----- Extracted records -----

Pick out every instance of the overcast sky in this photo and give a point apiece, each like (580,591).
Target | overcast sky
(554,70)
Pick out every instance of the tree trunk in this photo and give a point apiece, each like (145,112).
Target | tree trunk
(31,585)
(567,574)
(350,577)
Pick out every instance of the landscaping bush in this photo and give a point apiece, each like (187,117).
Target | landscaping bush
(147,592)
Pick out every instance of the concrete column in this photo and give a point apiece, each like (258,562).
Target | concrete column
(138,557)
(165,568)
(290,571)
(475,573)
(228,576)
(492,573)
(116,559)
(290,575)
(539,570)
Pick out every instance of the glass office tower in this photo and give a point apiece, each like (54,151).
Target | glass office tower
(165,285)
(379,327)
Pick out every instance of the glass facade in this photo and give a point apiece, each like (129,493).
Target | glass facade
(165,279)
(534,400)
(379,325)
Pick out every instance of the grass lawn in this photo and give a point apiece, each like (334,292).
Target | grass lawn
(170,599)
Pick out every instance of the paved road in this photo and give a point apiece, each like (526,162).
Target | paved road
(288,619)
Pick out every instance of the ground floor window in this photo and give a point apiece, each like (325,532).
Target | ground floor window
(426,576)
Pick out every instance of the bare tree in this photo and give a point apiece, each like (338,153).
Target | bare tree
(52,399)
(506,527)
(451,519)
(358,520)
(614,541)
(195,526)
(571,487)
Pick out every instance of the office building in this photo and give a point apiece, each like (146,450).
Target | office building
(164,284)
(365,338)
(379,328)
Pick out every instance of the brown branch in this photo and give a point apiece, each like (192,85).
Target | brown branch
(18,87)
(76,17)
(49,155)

-----

● **What you need to do**
Recast all of the material above as a two-column CSV with the columns input and output. Give one row for each passage that calls for an answer, with that passage in input and its answer in output, and put each field in double quotes with its line breaks replaced by spaces.

● **Answer to the problem**
input,output
"Pick out every instance of the overcast sky in this photo and give a point apiece, each like (580,591). Target | overcast sky","(554,70)"
"Pick out every instance of the tree trunk in this photo and give a point apiece, each like (145,112). Target | tree trunk","(31,585) (567,574) (350,577)"
"Pick out every instance of the landscaping bush in this photo and give a point apiece, each like (187,117). Target | landscaping bush","(147,592)"
"Pick out every instance of the concrete column in this photo and give a point apiece, each like (258,562). Target | concrete column","(138,557) (165,568) (290,571) (475,573) (228,576) (492,573) (116,559) (290,575) (539,570)"
"Pick out every instance of the glass office tower in this photo and give a point apiece, each like (54,151). Target | glass office tower","(165,285) (379,327)"
"Pick out every instance of the glass facade in this photo and give a point apiece, each like (129,493). Target | glass facade","(165,279) (534,400) (379,325)"
"Pick out every instance of the grass lawn in this photo and give a point apiece, each like (334,292). Target | grass lawn","(170,599)"
"Pick out every instance of the paved road in this photo and give a point apiece, each like (526,162). Target | paved road","(288,619)"
"Pick out every instance of the ground floor window in this photo and give a point apiece, each like (325,532). Target | ground floor window","(426,576)"
"Pick out every instance of the bare tree in this photo and give a point apiece, each like (338,153). Target | bare tree","(52,399) (506,527) (451,519) (358,520) (614,541) (195,526) (571,487)"
"Pick out every instance of the office building in this photo and give a point apiece, each like (146,450). Target | office building","(164,284) (365,338) (379,328)"
"Pick out every instance of the brown branch in this photo and give a point apiece, each like (192,85). Target | brown branch","(18,87) (76,17) (49,155)"